**TO BE DONE:**
Could you format all of the data below as a JSON list of strings, with one string per line, blank lines skipped, and the pictures left out?

START INPUT MATERIAL

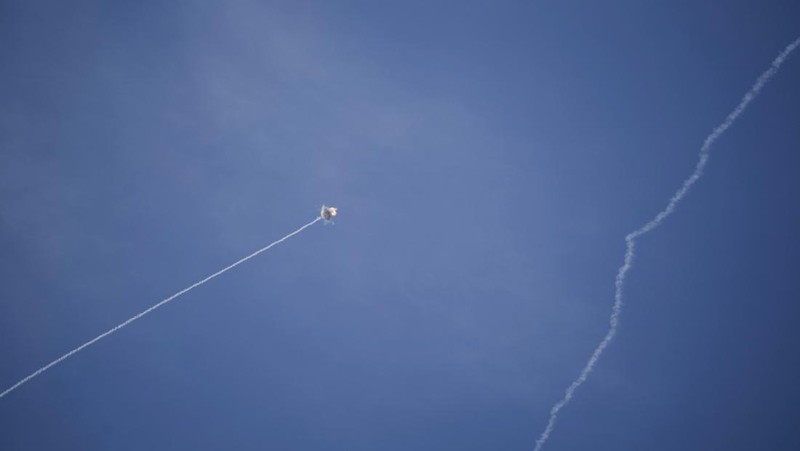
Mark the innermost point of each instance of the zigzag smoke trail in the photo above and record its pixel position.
(145, 312)
(630, 239)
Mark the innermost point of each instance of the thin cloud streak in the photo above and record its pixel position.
(630, 239)
(145, 312)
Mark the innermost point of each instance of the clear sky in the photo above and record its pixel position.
(488, 159)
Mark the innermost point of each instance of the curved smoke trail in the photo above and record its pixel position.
(145, 312)
(630, 239)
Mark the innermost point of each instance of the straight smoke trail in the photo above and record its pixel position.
(145, 312)
(630, 239)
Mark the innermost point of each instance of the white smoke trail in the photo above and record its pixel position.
(630, 239)
(145, 312)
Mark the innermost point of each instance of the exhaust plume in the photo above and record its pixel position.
(630, 239)
(145, 312)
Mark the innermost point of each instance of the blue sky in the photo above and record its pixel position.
(488, 160)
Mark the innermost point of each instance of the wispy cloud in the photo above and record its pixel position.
(630, 239)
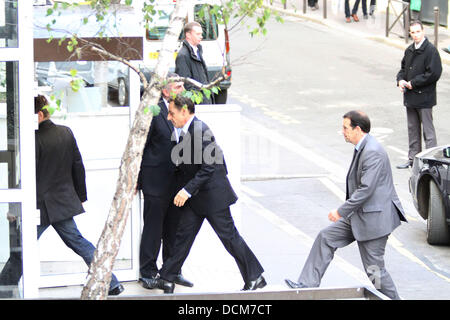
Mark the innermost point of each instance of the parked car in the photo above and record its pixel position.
(429, 186)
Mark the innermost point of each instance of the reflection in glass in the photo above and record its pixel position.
(10, 250)
(9, 126)
(8, 23)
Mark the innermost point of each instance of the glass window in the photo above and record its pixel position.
(10, 250)
(8, 23)
(9, 126)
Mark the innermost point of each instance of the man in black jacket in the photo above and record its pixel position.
(61, 186)
(189, 62)
(421, 68)
(156, 180)
(204, 193)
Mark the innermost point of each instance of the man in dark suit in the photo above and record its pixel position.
(189, 62)
(157, 180)
(421, 68)
(371, 212)
(204, 193)
(61, 186)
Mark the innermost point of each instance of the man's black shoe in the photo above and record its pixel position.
(259, 283)
(148, 283)
(116, 291)
(182, 281)
(294, 285)
(165, 285)
(405, 165)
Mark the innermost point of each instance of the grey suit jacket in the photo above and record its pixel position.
(372, 206)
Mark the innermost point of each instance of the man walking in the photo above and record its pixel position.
(189, 62)
(421, 68)
(372, 210)
(157, 180)
(204, 193)
(60, 188)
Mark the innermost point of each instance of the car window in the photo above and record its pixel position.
(203, 15)
(208, 20)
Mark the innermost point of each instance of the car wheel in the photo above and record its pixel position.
(122, 92)
(437, 228)
(221, 98)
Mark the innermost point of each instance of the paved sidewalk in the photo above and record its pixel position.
(373, 28)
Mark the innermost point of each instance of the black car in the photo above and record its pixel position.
(429, 185)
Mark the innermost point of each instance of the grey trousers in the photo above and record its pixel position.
(339, 235)
(420, 119)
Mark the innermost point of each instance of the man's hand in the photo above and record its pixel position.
(180, 198)
(334, 215)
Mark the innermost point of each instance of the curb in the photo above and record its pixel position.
(393, 43)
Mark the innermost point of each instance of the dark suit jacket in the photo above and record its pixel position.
(157, 177)
(423, 68)
(372, 205)
(203, 171)
(60, 174)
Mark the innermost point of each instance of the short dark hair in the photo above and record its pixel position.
(358, 119)
(40, 102)
(180, 101)
(190, 25)
(416, 22)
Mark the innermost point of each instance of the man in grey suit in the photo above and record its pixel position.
(372, 210)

END INPUT MATERIAL

**TASK ANSWER:**
[
  "Mark the innermost point of each instance of the zigzag smoke trail in the photo above and record its pixel position.",
  "(145, 312)",
  "(630, 239)",
  "Mark the innermost point of each instance of the thin cloud streak in the photo above and record its pixel position.",
  "(630, 239)",
  "(145, 312)",
  "Mark the innermost point of each instance of the clear sky in the photo above and record its pixel position.",
  "(488, 159)",
  "Mark the innermost point of each instance of the curved smoke trail in the photo above and record its pixel position.",
  "(145, 312)",
  "(630, 239)",
  "Mark the innermost point of each instance of the straight smoke trail in the photo above and record its pixel position.",
  "(145, 312)",
  "(630, 239)",
  "Mark the innermost point of each instance of the white smoke trail in the photo above and record its pixel position.",
  "(630, 239)",
  "(145, 312)",
  "Mark the innermost point of each instance of the exhaust plume in the photo above and record its pixel position.",
  "(630, 239)",
  "(145, 312)",
  "Mark the innermost point of each instance of the blue sky in the photo above and record its pixel position.",
  "(488, 160)",
  "Mark the innermost point of each instance of the wispy cloud in the photo above and record its pixel position.",
  "(630, 239)",
  "Mark the innermost point of each instance of the parked car in the photo above and record its pixel position.",
  "(429, 186)",
  "Mark the innermost point of each instance of the reflection in glass in the photo above and record its pixel position.",
  "(10, 250)",
  "(9, 126)",
  "(8, 23)",
  "Mark the innermost point of each instance of the glass window in the photo above and record its pixel position.",
  "(10, 250)",
  "(8, 23)",
  "(9, 126)",
  "Mark the innermost point of each instance of the man in black jacket in the photo above and record its pixel position.",
  "(61, 186)",
  "(189, 62)",
  "(421, 68)",
  "(156, 180)",
  "(204, 193)",
  "Mark the innermost point of each instance of the man in dark suit in the photo above and record its pixel position.",
  "(189, 62)",
  "(157, 180)",
  "(421, 68)",
  "(371, 212)",
  "(204, 193)",
  "(61, 186)",
  "Mark the innermost point of each instance of the man's black shoe in the photo above and record its pixel position.",
  "(259, 283)",
  "(148, 283)",
  "(116, 291)",
  "(182, 281)",
  "(294, 285)",
  "(165, 285)",
  "(405, 165)",
  "Mark the innermost point of each instance of the grey suit jacket in the photo above and record its pixel position.",
  "(372, 206)",
  "Mark the innermost point of each instance of the man walking in the photo above and record its pixel position.",
  "(189, 62)",
  "(421, 68)",
  "(372, 210)",
  "(157, 180)",
  "(204, 193)",
  "(60, 188)",
  "Mark the innermost point of each instance of the car window in the photo above and record its pixel position.",
  "(203, 15)",
  "(208, 20)",
  "Mark the innermost point of each instance of the car wheel in the photo above and record its pixel position.",
  "(122, 92)",
  "(437, 228)",
  "(221, 98)",
  "Mark the innermost point of each instance of the paved sidewalk in the photo above and record its pixel position.",
  "(373, 28)",
  "Mark the innermost point of each instance of the black car in the photo above and record its pixel position.",
  "(429, 185)",
  "Mark the innermost point of each instance of the grey trousers in the photo above and record its pixel position.",
  "(339, 235)",
  "(420, 119)",
  "Mark the innermost point of each instance of the man's hand in the photo above and record its pixel position.",
  "(180, 198)",
  "(334, 215)",
  "Mark the innermost point of each instance of the curb in the photo above and record its pixel position.",
  "(393, 43)",
  "Mark the innermost point of each instance of the dark suit jacket in the photo above and record its pixel position.",
  "(157, 177)",
  "(423, 68)",
  "(372, 205)",
  "(203, 171)",
  "(60, 174)",
  "Mark the innermost point of each instance of the short dark hair in the photo above and record its pixel position.",
  "(358, 119)",
  "(40, 102)",
  "(180, 101)",
  "(190, 25)",
  "(416, 22)",
  "Mark the innermost point of each instance of the man in grey suit in the photo above and record its pixel position.",
  "(372, 210)"
]